- EXERCISE GOAL
Retype the passage from the PySpark text classification post word for word, beginning at the words "The data has" and stopping after the words "data_df.show(5)".

- PROVIDED TEXT
Multiclass Text Classification with PySpark
In this post we’ll explore the use of PySpark for multiclass classification of text documents. The data I’ll be using here contains Stack Overflow questions and associated tags. It is available from https://storage.googleapis.com/tensorflow-workshop-examples/stack-overflow-data.csv.
The idea will be to use PySpark to create a pipeline to analyse this data and create a classifier that will classify questions. In future questions could be auto-tagged by such a classifier or tags could be recommended to users prior to posting.
Quick disclaimer: At the time of writing, I am currently a Microsoft Employee, so naturally this was all carried out using Databricks on Azure but applies to any Spark cluster
We’ll start by loading in our data. We load the data into a Spark DataFrame directly from the CSV file.
filepath = 'dbfs:/FileStore/tables/stack_overflow_data-0b671.csv'
data_df = spark.read.option("header", "true").csv(filepath)
Let’s have a look at our data, we can see that there are posts and tags.
The data has many nuances, including HTML tags and a lot of characters you might find when coding, such as curly braces, semicolons and square brackets.
data_df.show(5)

- MATERIAL

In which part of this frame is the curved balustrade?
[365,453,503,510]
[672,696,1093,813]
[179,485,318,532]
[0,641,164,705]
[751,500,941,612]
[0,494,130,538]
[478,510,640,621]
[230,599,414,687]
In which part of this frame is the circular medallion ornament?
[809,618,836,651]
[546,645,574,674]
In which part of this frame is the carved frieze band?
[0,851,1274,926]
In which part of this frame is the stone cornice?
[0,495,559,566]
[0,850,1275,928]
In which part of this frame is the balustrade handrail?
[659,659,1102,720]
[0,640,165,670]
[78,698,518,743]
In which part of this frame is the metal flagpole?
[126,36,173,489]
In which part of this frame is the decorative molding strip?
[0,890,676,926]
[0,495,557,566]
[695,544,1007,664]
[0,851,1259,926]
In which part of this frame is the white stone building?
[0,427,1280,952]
--
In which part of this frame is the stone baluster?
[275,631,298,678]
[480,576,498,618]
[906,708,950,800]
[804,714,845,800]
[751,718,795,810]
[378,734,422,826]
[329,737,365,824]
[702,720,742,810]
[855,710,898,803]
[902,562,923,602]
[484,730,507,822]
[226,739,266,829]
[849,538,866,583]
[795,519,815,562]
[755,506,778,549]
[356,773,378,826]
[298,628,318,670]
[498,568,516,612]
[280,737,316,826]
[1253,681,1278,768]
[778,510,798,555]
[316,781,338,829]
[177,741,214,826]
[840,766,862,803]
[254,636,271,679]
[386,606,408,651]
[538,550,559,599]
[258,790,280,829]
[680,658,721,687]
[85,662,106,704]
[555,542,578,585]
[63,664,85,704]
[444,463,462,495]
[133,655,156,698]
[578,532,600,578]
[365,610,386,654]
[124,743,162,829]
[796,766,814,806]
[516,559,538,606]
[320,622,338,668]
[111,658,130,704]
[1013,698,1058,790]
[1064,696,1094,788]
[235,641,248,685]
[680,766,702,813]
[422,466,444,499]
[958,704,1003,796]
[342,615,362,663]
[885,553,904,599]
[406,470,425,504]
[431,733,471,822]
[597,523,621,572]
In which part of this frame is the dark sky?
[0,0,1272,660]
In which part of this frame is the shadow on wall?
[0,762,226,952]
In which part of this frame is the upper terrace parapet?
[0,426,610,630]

- OUTPUT OF THE TASK
The data has many nuances, including HTML tags and a lot of characters you might find when coding, such as curly braces, semicolons and square brackets.
data_df.show(5)